(Rows from a dataset)
[Start]

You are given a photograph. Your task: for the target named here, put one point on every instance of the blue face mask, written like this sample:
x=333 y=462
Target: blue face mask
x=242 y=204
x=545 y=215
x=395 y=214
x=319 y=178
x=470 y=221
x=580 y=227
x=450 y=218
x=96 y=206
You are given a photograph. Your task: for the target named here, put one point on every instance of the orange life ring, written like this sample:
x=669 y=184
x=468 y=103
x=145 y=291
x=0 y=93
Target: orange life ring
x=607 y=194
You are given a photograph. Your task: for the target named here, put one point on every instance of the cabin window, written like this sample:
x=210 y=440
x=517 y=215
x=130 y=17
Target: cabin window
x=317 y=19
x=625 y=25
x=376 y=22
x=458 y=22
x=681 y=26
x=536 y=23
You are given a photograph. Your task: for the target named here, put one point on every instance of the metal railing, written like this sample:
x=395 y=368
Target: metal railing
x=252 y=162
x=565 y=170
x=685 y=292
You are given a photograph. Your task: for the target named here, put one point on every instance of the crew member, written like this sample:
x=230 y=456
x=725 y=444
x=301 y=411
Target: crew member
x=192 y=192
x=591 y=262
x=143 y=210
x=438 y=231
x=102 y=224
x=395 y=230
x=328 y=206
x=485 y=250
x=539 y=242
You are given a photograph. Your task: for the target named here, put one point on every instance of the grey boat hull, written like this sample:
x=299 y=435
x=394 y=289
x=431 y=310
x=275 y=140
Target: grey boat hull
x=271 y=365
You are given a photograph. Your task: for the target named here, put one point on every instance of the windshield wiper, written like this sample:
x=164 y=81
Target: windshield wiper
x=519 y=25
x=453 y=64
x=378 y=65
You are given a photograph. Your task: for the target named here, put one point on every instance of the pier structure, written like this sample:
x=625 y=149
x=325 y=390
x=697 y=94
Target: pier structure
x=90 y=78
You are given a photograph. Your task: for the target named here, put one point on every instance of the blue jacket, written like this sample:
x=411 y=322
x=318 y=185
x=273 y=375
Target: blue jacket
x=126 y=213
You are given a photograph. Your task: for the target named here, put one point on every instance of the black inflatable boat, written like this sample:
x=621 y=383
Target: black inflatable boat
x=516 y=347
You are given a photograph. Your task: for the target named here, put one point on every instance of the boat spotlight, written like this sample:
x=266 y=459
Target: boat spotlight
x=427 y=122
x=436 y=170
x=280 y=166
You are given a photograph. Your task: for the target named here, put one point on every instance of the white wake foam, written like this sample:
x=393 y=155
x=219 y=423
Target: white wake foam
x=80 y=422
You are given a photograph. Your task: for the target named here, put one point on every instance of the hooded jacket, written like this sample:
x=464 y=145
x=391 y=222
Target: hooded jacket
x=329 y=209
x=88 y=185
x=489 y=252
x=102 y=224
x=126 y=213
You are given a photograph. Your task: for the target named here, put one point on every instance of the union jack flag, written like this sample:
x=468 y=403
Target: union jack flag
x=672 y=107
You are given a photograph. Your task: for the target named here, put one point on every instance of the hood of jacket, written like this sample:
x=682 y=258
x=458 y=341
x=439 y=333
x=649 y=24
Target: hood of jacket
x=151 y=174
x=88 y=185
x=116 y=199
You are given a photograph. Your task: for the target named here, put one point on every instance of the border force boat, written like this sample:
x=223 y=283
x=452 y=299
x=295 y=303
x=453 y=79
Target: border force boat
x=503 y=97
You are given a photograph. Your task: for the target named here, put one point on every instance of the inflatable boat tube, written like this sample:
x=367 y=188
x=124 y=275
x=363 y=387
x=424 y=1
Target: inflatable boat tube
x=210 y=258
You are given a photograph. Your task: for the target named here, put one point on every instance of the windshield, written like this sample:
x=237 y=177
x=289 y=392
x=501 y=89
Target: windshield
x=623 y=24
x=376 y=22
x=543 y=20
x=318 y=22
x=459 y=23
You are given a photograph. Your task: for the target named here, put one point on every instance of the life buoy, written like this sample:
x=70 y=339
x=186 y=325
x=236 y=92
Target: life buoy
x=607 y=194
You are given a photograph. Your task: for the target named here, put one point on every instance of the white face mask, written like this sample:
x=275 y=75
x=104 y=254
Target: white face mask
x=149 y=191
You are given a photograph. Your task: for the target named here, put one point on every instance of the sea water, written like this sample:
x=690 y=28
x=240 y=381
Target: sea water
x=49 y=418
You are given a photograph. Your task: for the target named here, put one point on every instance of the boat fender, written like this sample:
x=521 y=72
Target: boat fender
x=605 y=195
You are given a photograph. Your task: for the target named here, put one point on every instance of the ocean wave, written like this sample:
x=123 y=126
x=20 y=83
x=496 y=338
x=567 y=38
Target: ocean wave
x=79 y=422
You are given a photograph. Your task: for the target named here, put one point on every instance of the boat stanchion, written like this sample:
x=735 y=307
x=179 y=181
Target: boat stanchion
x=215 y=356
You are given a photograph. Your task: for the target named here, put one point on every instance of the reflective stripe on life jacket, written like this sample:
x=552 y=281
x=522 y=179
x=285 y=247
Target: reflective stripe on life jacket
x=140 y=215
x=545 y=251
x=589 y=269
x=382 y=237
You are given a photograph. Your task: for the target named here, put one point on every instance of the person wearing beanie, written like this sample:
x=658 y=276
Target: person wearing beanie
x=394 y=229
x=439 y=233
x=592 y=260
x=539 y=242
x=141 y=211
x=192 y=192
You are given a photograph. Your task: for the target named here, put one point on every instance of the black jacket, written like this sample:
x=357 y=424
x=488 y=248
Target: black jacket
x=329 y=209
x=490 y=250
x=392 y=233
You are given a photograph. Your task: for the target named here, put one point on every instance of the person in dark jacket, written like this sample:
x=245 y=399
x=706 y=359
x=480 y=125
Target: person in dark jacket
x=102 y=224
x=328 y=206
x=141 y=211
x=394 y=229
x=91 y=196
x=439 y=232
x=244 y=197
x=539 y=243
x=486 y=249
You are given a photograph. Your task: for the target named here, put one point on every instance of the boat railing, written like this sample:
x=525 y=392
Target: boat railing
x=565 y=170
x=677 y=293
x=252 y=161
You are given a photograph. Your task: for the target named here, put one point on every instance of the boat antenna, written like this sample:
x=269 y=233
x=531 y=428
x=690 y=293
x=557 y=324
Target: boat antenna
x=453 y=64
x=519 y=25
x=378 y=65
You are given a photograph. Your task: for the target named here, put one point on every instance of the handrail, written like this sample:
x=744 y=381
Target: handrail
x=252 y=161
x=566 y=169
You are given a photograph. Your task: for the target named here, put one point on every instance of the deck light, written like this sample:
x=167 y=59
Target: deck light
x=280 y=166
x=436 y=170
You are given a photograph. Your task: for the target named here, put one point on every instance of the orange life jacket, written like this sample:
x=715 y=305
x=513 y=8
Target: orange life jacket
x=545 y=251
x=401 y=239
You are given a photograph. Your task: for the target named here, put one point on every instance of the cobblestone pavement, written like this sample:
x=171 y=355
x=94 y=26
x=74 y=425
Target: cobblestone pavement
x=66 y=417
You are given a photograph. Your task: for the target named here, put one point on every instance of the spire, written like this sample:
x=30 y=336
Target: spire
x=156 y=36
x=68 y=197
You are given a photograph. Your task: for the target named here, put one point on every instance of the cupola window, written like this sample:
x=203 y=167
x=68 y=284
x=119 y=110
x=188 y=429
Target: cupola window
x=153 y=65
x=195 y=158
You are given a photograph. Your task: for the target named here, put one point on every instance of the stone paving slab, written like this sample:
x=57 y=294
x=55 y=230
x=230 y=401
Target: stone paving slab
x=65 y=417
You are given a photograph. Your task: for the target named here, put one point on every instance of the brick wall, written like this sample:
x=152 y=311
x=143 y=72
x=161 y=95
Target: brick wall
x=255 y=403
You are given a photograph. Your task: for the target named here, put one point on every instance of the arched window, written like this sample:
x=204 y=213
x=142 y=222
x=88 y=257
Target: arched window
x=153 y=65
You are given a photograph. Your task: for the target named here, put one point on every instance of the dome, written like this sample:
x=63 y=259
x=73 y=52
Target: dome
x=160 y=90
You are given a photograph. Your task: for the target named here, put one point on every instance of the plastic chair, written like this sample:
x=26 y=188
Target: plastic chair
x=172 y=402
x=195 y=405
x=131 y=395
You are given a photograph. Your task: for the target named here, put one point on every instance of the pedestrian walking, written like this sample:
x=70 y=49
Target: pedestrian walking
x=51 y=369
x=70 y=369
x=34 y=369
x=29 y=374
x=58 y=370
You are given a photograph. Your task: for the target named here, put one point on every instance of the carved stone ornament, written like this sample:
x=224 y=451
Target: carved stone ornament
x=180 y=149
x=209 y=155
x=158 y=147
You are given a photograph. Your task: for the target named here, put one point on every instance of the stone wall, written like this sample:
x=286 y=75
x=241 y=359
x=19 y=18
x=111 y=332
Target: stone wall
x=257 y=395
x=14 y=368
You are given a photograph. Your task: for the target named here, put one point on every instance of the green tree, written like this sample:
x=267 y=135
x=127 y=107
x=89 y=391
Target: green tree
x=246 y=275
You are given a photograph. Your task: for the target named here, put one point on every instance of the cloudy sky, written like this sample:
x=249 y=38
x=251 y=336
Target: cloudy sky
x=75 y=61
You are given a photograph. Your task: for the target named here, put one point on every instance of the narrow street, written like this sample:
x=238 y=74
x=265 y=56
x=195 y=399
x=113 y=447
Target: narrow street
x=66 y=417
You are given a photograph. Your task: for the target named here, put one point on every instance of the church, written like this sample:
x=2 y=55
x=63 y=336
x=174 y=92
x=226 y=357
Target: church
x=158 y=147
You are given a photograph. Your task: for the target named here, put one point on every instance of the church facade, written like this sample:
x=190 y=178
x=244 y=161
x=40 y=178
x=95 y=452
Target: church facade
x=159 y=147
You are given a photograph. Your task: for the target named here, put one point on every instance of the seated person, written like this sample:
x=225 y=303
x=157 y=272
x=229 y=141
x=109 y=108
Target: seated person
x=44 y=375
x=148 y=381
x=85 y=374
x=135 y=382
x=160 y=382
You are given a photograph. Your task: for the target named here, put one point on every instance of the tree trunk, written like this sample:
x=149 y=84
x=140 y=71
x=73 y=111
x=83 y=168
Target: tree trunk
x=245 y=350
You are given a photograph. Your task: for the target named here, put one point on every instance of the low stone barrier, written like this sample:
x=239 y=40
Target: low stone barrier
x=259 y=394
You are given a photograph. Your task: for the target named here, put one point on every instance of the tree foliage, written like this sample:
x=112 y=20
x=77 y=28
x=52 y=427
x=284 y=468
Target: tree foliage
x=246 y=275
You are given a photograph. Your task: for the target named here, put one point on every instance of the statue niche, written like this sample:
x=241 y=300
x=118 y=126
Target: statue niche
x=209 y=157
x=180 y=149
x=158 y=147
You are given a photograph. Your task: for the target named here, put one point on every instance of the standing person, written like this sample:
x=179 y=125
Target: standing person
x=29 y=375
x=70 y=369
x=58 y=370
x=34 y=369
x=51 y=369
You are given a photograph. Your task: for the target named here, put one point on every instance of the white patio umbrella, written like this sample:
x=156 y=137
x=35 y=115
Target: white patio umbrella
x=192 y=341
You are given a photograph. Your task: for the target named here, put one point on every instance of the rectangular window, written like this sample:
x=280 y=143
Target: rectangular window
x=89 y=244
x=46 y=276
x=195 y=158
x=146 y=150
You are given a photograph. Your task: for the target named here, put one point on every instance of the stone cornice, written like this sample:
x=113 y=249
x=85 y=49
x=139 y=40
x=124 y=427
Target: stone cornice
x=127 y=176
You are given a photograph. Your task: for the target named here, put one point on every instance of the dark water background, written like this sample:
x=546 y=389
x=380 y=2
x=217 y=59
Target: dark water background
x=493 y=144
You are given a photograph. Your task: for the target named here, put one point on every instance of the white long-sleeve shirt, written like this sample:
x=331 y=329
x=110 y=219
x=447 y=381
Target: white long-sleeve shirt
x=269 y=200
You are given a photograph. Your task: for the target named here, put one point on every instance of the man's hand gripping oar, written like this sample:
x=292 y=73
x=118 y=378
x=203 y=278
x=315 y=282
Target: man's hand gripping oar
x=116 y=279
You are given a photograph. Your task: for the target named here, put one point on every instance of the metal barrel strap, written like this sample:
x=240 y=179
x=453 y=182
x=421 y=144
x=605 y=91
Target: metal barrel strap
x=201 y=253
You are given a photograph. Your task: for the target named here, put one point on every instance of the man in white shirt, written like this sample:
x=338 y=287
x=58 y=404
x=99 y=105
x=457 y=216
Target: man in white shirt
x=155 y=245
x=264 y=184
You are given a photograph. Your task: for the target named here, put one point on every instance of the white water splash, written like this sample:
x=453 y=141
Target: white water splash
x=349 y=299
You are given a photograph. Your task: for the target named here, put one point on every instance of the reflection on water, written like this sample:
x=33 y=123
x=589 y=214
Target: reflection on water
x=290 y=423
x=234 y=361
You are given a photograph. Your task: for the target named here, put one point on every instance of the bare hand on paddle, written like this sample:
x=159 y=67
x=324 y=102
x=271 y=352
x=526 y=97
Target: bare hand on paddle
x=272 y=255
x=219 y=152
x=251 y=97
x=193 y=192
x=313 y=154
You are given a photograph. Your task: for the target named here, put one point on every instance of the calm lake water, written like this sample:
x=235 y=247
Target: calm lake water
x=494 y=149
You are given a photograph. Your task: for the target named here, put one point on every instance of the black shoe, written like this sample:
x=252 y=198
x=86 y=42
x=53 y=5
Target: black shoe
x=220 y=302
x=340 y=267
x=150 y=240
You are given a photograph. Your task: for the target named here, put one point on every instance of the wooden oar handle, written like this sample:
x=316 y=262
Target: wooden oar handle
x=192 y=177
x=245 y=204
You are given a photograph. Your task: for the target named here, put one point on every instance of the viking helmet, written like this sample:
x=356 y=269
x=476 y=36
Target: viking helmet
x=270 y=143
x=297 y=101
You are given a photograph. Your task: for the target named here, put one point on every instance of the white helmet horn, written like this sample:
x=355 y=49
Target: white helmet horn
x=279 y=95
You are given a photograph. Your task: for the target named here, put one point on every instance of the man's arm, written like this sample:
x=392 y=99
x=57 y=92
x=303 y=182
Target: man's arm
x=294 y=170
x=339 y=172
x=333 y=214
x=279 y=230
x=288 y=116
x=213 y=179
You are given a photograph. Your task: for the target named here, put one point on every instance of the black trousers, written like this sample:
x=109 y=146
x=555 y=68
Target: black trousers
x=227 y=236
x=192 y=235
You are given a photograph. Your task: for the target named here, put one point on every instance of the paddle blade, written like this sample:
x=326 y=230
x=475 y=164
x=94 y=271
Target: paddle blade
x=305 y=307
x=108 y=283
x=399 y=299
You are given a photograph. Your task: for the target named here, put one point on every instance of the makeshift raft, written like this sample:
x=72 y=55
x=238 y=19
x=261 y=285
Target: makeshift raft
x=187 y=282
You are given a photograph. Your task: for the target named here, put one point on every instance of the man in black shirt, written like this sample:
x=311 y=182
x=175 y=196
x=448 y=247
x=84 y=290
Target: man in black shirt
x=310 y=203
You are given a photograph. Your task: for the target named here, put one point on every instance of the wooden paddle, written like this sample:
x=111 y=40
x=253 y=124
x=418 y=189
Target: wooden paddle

[End]

→ **YOUR OBJECTIVE**
Extract verbatim the lines of the data above, from the line containing "of the reflective" through the line containing "x=382 y=237", inclusive.

→ **RESPONSE**
You are given a photograph. Your task: for the target named here, put one point on every instance of the reflective stripe on life jacket, written like this sample:
x=552 y=281
x=522 y=179
x=285 y=247
Target: reflective stripe on life jacket
x=140 y=215
x=545 y=251
x=589 y=269
x=382 y=237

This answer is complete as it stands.